# PASSAGE SHOWN:
'''

AISI testing shows that Mythos Preview is powerful on isolated tasks, but struggles more with complex, real‑world attack chains.
The jury is still out on whether Anthropic's much-hyped Claude Mythos poses the fundamental threat to cybersecurity that the AI firm claims, with new research from the UK's AI Security Institute (AISI) unable to determine whether the model could meaningfully attack well-defended systems.
Detailing their evaluation of Anthropic's latest AI, which the developer suggested was too dangerous for public release and required a big tech coalition to rein in, AISI researchers said that, while Mythos represented a significant "step up" over previous frontier models in its cyber capabilities, it showed limitations.
Researchers found that the AI could execute multi-stage attacks on vulnerable networks by autonomously discovering and exploiting flaws much faster than a human, its performance fell short of the AI‑doomsday scenario Anthropic initially implied.
For instance, in capture-the-flag tests, where an AI must identify and exploit flaws in target systems to retrieve hidden 'flags', Mythos Preview outperformed every other model, completing 73% of expert-level tasks, which no AI had done before now.
However, these tests focus on narrow, discrete tasks, essentially testing one puzzle at a time, while real-world cyber-attacks require chaining dozens of steps together across multiple hosts and network segments, a capability Anthropic said Mythos had already shown in exploiting a series of flaws in the Linux kernel.
To measure this, AISI researchers built a 32-step corporate network attack simulation, going from reconnaissance all the way to full network takeover, a hack that it was estimated would take humans twenty hours to complete.
While Mythos was the first model to successfully run the task from start to finish, it only managed to get the job done in 3 out of its 10 attempts, on average completing 22 out of the 32 steps to takeover, ahead of Claude Opus 4.6, the next best performing model, with an average of 16 steps.
Added to that, Mythos was not able to complete AISI's 'Cooling Tower' range, designed to see if the model could hack into operational technology (OT) environments, with the model getting "stuck" trying to bypass basic IT infrastructure ahead of any specialised hardware or software.

'''

# WORK TASK:
Copy out the full article on AISI's testing of Mythos Preview word for word. Rely only on the article above for what you need.

# PROVIDED MATERIAL:
'''

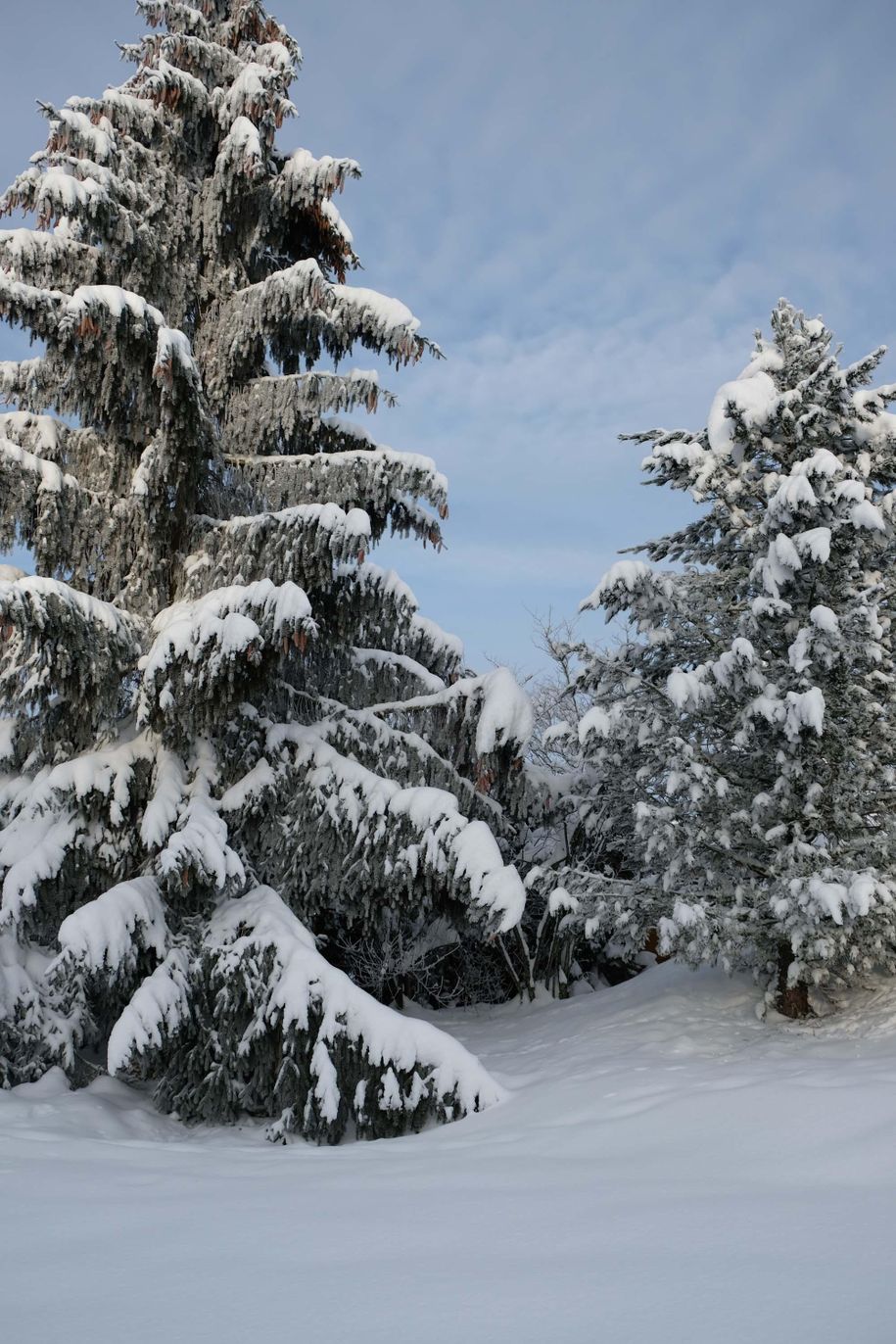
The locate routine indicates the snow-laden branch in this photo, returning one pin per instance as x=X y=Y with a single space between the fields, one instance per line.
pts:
x=343 y=1058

'''

# ANSWER BOX:
AISI testing shows that Mythos Preview is powerful on isolated tasks, but struggles more with complex, real‑world attack chains.
The jury is still out on whether Anthropic's much-hyped Claude Mythos poses the fundamental threat to cybersecurity that the AI firm claims, with new research from the UK's AI Security Institute (AISI) unable to determine whether the model could meaningfully attack well-defended systems.
Detailing their evaluation of Anthropic's latest AI, which the developer suggested was too dangerous for public release and required a big tech coalition to rein in, AISI researchers said that, while Mythos represented a significant "step up" over previous frontier models in its cyber capabilities, it showed limitations.
Researchers found that the AI could execute multi-stage attacks on vulnerable networks by autonomously discovering and exploiting flaws much faster than a human, its performance fell short of the AI‑doomsday scenario Anthropic initially implied.
For instance, in capture-the-flag tests, where an AI must identify and exploit flaws in target systems to retrieve hidden 'flags', Mythos Preview outperformed every other model, completing 73% of expert-level tasks, which no AI had done before now.
However, these tests focus on narrow, discrete tasks, essentially testing one puzzle at a time, while real-world cyber-attacks require chaining dozens of steps together across multiple hosts and network segments, a capability Anthropic said Mythos had already shown in exploiting a series of flaws in the Linux kernel.
To measure this, AISI researchers built a 32-step corporate network attack simulation, going from reconnaissance all the way to full network takeover, a hack that it was estimated would take humans twenty hours to complete.
While Mythos was the first model to successfully run the task from start to finish, it only managed to get the job done in 3 out of its 10 attempts, on average completing 22 out of the 32 steps to takeover, ahead of Claude Opus 4.6, the next best performing model, with an average of 16 steps.
Added to that, Mythos was not able to complete AISI's 'Cooling Tower' range, designed to see if the model could hack into operational technology (OT) environments, with the model getting "stuck" trying to bypass basic IT infrastructure ahead of any specialised hardware or software.